Text:
_ _ _ _ _ _ _

Anthrax—a bacterial disease with dangerous potential as a biological or bioterrorist weapon—is spreading at an alarming rate in Zambia and a handful of nearby African countries, the World Health Organization warned on Monday, sounding the alarm as health officials rush to gain control of the situation amid fears of a wider outbreak in the region.
KEY FACTS
Anthrax is a rare but serious and potentially fatal disease caused by bacteria that are found naturally in soil around the world, and were weaponized as a fine powder and sent in letters to politicians and media outlets in 2001.
It typically affects wild and domestic animals—notably herbivores like cattle, sheep, goats, antelope and deer—but it can infect humans when they come into contact with infected animals or a contaminated object.
Once inside the body, anthrax microbes multiply, produce potent toxins and trigger illness, with the kind of illness depending on how anthrax got into the body.

_ _ _ _ _ _ _

Data segment:
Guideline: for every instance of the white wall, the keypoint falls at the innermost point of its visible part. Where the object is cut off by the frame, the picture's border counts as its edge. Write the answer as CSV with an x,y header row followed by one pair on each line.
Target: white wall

_ _ _ _ _ _ _

Activity: Carry on the anthrax outbreak text from its last sentence.

Your response:
The vast majority of human cases—upwards of 90%—comprise cutaneous, or skin, anthrax acquired through breaks in the skin, with symptoms like itchy blisters or bumps, a skin sore and swelling usually appearing around the site of infection between one to seven days after exposure.
Other forms of human anthrax come after inhalation—the deadliest form of the disease that can arise months after exposure and trigger severe breathing problems and shock—and ingesting contaminated material (known as gastrointestinal anthrax), which can cause a wide array of symptoms that can be similar to food poisoning.